▶ _EXERCISE TASK_: Tally the lines in the records below that contain the string "head", with case counting. How many are there? Reply with the number only.

▶ _DATASET RECORDS_:
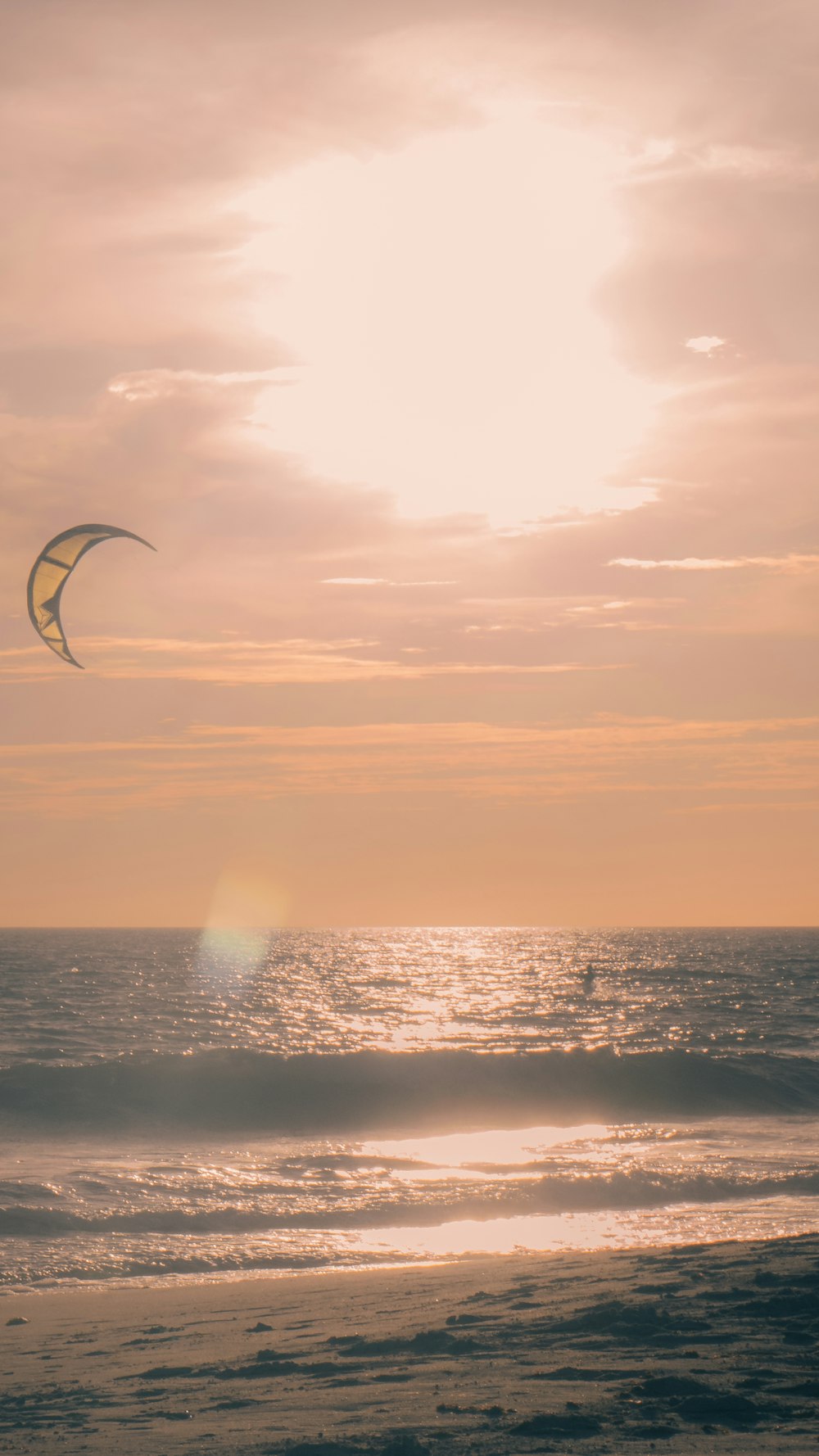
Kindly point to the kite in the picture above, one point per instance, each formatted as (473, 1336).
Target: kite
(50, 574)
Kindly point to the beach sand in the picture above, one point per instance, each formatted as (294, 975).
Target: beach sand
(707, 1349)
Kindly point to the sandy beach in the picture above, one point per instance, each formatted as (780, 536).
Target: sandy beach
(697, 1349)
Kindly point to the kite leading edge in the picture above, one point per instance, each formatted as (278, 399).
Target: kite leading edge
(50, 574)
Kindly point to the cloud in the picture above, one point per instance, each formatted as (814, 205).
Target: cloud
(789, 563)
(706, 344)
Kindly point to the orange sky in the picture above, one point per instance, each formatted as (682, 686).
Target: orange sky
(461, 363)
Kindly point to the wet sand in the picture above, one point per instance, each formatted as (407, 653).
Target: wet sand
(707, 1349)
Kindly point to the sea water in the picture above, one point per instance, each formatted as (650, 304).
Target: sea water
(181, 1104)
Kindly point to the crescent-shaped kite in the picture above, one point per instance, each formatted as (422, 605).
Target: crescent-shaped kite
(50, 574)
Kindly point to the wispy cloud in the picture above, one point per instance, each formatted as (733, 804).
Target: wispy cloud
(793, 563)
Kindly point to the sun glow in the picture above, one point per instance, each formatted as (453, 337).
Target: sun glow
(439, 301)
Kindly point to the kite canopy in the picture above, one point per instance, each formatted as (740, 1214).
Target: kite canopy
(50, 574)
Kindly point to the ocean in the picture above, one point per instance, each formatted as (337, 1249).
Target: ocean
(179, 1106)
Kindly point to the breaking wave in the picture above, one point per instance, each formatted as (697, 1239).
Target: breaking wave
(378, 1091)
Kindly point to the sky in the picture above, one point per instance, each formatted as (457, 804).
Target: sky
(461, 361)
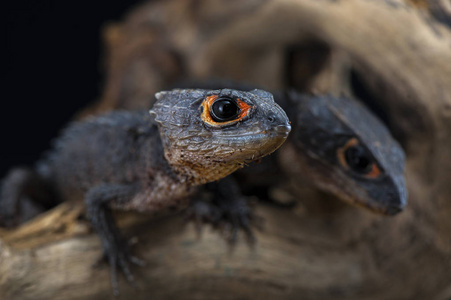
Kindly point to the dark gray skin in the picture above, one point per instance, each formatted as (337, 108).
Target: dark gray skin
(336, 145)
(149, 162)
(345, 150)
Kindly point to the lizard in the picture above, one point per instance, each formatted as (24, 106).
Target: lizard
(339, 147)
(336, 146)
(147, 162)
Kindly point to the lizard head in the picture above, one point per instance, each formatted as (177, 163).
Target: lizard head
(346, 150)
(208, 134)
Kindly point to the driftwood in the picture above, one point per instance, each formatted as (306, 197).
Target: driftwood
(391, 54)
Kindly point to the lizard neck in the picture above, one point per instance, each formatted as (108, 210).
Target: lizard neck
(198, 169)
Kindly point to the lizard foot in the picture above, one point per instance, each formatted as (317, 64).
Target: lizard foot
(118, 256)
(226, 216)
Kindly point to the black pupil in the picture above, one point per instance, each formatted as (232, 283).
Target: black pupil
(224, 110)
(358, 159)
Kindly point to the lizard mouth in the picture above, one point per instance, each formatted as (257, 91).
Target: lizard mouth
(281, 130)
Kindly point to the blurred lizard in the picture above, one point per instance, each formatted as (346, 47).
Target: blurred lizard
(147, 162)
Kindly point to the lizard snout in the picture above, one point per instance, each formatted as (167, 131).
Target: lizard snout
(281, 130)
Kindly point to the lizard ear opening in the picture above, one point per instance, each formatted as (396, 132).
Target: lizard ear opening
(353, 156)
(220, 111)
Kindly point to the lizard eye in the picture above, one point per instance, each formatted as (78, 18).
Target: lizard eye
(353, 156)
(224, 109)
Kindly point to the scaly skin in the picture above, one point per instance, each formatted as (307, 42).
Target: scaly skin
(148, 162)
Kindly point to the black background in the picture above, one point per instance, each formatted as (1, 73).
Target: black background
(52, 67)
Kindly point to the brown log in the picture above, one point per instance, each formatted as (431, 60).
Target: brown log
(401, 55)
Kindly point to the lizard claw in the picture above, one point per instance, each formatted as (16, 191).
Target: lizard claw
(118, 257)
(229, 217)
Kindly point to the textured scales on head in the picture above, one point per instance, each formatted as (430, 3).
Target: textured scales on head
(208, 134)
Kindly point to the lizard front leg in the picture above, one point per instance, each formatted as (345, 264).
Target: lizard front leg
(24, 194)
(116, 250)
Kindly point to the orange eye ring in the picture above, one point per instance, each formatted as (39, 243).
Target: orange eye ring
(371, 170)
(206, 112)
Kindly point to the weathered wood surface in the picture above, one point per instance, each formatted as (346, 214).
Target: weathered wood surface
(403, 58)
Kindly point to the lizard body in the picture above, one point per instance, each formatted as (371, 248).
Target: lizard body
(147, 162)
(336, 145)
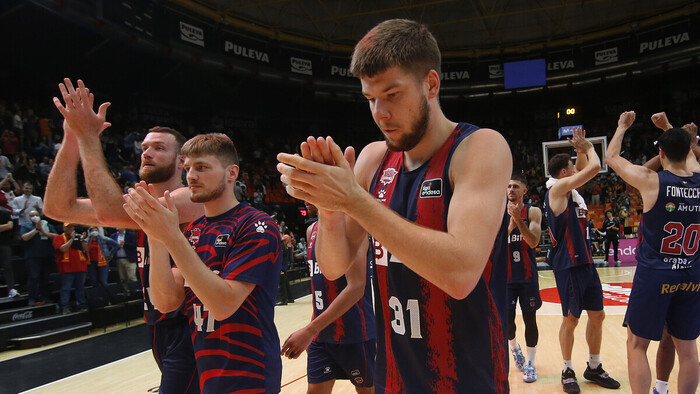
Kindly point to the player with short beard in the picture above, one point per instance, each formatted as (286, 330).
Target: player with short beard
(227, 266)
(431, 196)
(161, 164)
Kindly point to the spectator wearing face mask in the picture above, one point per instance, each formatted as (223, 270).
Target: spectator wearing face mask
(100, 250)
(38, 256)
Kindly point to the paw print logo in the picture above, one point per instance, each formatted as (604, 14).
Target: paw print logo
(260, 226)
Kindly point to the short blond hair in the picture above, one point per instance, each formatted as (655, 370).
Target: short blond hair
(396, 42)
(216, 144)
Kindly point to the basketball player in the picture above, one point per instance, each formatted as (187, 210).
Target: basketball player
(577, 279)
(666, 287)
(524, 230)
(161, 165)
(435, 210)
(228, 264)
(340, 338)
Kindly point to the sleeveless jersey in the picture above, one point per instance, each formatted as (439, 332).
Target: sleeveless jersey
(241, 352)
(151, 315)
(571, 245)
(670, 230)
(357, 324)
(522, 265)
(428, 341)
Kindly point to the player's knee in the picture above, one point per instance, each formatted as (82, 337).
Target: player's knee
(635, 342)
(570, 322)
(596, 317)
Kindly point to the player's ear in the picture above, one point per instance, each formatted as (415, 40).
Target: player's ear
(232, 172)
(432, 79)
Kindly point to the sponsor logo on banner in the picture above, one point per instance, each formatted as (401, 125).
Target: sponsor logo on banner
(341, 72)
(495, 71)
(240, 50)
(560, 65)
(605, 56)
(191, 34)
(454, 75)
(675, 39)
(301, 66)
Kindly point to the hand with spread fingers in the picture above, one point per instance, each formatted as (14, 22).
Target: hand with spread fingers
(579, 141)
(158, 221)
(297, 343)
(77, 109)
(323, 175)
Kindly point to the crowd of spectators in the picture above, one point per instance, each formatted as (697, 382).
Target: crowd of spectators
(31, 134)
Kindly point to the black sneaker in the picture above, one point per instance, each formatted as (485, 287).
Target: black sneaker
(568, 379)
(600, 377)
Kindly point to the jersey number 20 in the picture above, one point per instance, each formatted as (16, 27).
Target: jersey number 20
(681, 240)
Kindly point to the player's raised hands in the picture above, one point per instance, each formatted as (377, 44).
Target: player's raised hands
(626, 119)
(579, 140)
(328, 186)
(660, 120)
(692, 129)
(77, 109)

* * *

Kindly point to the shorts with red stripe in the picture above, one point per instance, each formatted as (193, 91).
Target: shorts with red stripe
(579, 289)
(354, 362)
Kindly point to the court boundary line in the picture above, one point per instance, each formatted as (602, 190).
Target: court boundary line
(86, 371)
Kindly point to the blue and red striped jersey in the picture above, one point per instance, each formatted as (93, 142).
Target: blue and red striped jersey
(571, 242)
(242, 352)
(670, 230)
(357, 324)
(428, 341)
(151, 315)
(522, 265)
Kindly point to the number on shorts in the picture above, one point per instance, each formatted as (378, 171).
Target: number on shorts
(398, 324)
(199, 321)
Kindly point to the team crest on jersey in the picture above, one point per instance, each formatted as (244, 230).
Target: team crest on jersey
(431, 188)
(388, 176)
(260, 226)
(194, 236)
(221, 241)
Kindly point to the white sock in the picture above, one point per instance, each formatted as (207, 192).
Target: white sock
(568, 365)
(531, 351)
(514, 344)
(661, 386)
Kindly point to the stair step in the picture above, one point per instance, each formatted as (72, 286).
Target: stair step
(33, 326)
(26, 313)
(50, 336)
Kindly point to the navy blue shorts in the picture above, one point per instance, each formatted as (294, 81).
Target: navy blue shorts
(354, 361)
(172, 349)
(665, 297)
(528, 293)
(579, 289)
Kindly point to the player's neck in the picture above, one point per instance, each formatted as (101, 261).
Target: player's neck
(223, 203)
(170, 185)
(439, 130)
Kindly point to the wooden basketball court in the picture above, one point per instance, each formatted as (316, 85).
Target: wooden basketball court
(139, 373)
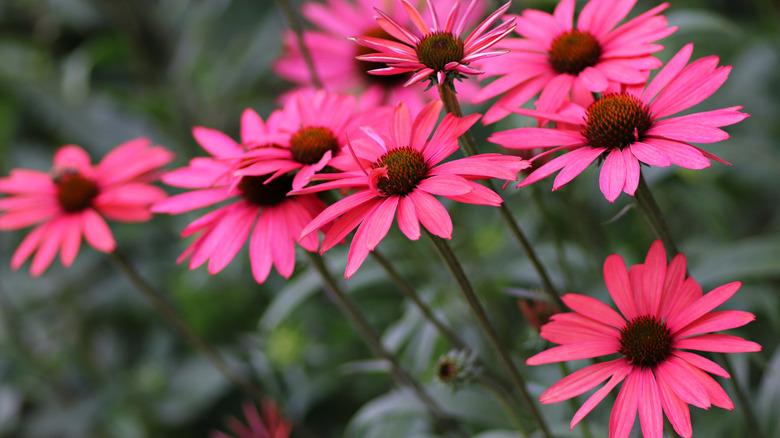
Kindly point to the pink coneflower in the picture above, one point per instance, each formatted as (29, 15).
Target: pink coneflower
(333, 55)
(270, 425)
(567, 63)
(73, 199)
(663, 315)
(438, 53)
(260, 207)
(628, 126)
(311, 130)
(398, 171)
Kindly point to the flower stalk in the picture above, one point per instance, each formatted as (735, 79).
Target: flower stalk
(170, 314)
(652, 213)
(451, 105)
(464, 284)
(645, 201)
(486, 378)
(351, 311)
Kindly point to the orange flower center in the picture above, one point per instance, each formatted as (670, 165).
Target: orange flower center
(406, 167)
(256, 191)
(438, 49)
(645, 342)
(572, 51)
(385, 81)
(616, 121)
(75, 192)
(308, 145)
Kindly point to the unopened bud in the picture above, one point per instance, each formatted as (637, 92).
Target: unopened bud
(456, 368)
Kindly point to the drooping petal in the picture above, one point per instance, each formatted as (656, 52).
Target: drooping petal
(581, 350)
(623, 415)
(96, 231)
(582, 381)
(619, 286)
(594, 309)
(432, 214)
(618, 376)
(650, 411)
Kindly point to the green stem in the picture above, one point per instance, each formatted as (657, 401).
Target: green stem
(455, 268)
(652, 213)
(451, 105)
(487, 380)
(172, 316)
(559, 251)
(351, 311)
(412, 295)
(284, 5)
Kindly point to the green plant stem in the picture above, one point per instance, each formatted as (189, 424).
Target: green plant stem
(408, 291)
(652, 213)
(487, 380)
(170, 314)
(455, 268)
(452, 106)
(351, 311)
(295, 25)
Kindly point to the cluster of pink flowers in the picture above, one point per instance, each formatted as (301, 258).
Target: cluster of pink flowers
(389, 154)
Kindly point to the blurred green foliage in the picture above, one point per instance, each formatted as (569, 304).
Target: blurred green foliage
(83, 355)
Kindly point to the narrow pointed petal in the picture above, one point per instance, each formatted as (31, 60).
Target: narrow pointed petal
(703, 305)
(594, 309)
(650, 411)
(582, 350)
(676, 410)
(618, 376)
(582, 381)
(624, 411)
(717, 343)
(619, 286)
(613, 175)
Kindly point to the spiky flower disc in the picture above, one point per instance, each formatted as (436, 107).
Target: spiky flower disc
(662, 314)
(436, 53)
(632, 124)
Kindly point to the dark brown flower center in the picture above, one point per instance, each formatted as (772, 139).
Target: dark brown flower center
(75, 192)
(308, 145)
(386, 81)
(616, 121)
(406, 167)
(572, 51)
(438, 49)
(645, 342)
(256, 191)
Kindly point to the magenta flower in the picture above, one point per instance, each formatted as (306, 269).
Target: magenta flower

▶ _FINAL ANSWER_: 4